» **WHAT THIS TASK INVOLVES**
Reproduce the full listing below unchanged, apart from the pictures.

» **DATASET ENTRIES**
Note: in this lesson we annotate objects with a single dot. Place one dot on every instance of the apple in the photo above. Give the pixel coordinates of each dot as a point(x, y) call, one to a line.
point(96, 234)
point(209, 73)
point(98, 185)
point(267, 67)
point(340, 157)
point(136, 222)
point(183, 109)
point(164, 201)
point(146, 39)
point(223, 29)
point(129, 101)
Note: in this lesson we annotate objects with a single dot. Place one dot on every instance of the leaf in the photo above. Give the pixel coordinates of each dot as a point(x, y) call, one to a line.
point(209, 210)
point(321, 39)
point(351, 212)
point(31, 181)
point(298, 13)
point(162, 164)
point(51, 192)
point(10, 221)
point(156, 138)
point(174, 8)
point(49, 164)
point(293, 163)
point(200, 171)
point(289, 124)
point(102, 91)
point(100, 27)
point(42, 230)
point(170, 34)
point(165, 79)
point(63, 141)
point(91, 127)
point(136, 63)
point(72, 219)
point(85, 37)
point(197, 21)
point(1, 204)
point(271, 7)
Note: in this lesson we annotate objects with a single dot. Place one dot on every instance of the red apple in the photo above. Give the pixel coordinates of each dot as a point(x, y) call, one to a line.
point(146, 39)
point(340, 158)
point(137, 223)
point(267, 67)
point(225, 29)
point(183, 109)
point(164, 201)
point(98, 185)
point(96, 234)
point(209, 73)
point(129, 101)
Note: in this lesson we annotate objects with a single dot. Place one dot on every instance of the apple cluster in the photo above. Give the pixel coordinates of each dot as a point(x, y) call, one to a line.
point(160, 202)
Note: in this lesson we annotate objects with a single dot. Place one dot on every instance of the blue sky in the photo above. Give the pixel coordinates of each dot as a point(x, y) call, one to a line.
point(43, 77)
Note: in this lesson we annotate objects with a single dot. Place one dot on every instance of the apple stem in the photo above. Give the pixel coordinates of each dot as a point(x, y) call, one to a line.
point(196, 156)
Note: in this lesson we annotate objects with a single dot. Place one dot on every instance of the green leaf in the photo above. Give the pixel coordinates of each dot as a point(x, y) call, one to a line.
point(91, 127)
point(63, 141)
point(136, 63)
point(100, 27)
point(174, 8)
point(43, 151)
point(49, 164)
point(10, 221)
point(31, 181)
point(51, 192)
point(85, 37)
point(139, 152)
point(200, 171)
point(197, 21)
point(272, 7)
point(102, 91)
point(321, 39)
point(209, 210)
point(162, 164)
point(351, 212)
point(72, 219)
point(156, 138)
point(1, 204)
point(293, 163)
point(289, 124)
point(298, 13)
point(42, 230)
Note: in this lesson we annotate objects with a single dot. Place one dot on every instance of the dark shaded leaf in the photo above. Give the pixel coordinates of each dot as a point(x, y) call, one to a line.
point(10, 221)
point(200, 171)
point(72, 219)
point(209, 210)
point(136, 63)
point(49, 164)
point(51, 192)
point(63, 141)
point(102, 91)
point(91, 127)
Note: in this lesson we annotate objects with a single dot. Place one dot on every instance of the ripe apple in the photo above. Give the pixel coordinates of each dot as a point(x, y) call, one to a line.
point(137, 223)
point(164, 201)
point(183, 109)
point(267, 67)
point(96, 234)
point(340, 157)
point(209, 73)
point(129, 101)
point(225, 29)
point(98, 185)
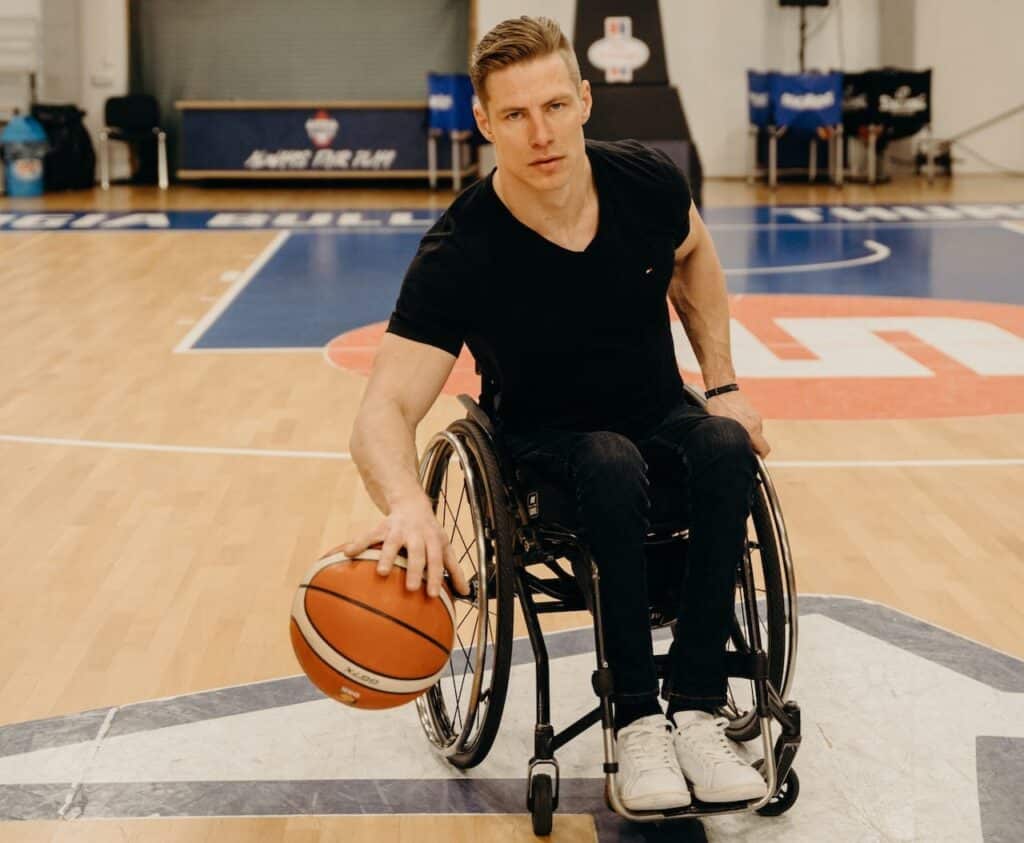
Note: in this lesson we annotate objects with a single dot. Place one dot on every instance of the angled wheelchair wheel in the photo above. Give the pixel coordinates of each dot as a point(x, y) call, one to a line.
point(768, 556)
point(461, 714)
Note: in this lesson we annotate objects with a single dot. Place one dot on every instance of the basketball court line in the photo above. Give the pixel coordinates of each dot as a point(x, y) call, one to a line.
point(200, 328)
point(344, 456)
point(878, 253)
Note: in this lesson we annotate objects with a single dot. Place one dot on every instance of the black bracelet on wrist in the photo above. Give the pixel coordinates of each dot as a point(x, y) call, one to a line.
point(718, 390)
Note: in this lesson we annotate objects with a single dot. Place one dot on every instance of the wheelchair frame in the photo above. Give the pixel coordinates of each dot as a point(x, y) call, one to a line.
point(507, 542)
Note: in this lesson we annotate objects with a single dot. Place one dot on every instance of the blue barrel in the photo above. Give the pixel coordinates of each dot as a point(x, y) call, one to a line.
point(24, 144)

» **RESPONSE**
Note: in this lesson we annotate objects with a single dot. Place one dot on every instance of the apple in the photo above. Give the pixel coordinates of each dot as a point(x, y) call, one to a line.
point(96, 234)
point(209, 73)
point(98, 185)
point(267, 67)
point(340, 157)
point(136, 222)
point(183, 109)
point(164, 201)
point(146, 39)
point(223, 29)
point(129, 101)
Note: in this lesson we annotate objects with a single dot. Place one dot on every instance of the leaf in the photo above. Give the pixel coordinates of each dot as a point(x, y) call, one to a line.
point(209, 210)
point(321, 39)
point(351, 212)
point(31, 181)
point(298, 13)
point(162, 164)
point(51, 192)
point(10, 221)
point(156, 138)
point(174, 8)
point(49, 164)
point(293, 163)
point(200, 171)
point(289, 124)
point(102, 91)
point(100, 27)
point(42, 230)
point(170, 34)
point(165, 79)
point(63, 141)
point(91, 127)
point(136, 63)
point(72, 219)
point(85, 37)
point(197, 21)
point(1, 204)
point(271, 7)
Note: in this lesson we annotate objects with a single dot. Place one dot on every instance of the red apple in the photo above. Give the pixel coordinates of each dot as a point(x, y) call, one to a line.
point(146, 39)
point(340, 158)
point(137, 223)
point(267, 67)
point(225, 29)
point(183, 109)
point(164, 201)
point(98, 185)
point(96, 234)
point(209, 73)
point(129, 101)
Note: in this lesson we annotate objects with a single dot. Place one dot on every instance of the apple cluster in the photo above. Give the pixel coordinates of each dot as a point(x, y) call, one to a line.
point(160, 202)
Note: in this lesson we annotate objects with a single dot. Place one dot on every instance of the blue sky in the photo above. Give the pixel coordinates of each dot as a point(x, y) call, one to a line.
point(43, 77)
Note: in this lesson we annotate objects with a single dot. Place one dot on every instance of the apple stem in the photo above. Give the pixel coordinates of each dot as a point(x, y) call, one to a line.
point(196, 156)
Note: in this lesson we annotate objects with a single dot. Place one dot on every instance of the green leaf in the photo above. Give the pixel coordinates of each dot as a point(x, y) call, one to a line.
point(91, 127)
point(63, 141)
point(136, 63)
point(100, 27)
point(174, 8)
point(43, 151)
point(49, 164)
point(10, 221)
point(31, 181)
point(51, 192)
point(85, 37)
point(139, 152)
point(200, 171)
point(197, 21)
point(272, 7)
point(102, 91)
point(321, 39)
point(209, 210)
point(162, 164)
point(351, 212)
point(72, 219)
point(156, 138)
point(1, 204)
point(293, 163)
point(289, 124)
point(298, 13)
point(42, 230)
Note: in this lesson we annotate objects with a single dot. Place one dot on every instance of the dark shaded leaf in the photo above. Give the pixel coordinates of each dot as a point(x, y) call, one to a line.
point(10, 221)
point(200, 171)
point(72, 219)
point(209, 210)
point(136, 63)
point(49, 164)
point(51, 192)
point(63, 141)
point(102, 91)
point(91, 127)
Note: in this lesson we annotate objects with a single dot. Place one dot on every instance of the ripe apple in the photo above. Give the pixel coordinates of each dot as a point(x, y) call, one to a line.
point(137, 223)
point(164, 201)
point(183, 109)
point(267, 67)
point(96, 234)
point(340, 157)
point(209, 73)
point(129, 101)
point(225, 29)
point(98, 185)
Note: in this lesson we annotate objects with a single dot. Place one dot on every instance of the angled wheelchair wheel in the photo above. Give the pixel coordinates of each dot as a point(x, y) call, one to a line.
point(768, 556)
point(461, 714)
Note: in this lesson we annotate objects with a single dot. Place one dot on every instance of the basketball court line in the photo above. Give the pixel coordinates of each dot as a point(x, y) call, one to a line.
point(200, 328)
point(344, 456)
point(878, 253)
Note: in this lesson we annotate objects with a single dot. Place one dot on every instance of the black bracelet on wrist in the photo above. Give the pixel coordinates of each dot as a point(x, y) call, one to a line.
point(718, 390)
Note: in this lesson we annotate objects with a single dot. Place one dot on every instance of the wheelchair frame in the photo above. Give the pixel coordinates of each dot as a point(x, y) call, one to a line.
point(507, 542)
Note: in this lesson we annotate objects with a single dot. Place one dot on every instance of the blue barrel in the photo above. Give the pixel coordinates of each dot as a point(x, y) call, one to a line.
point(24, 144)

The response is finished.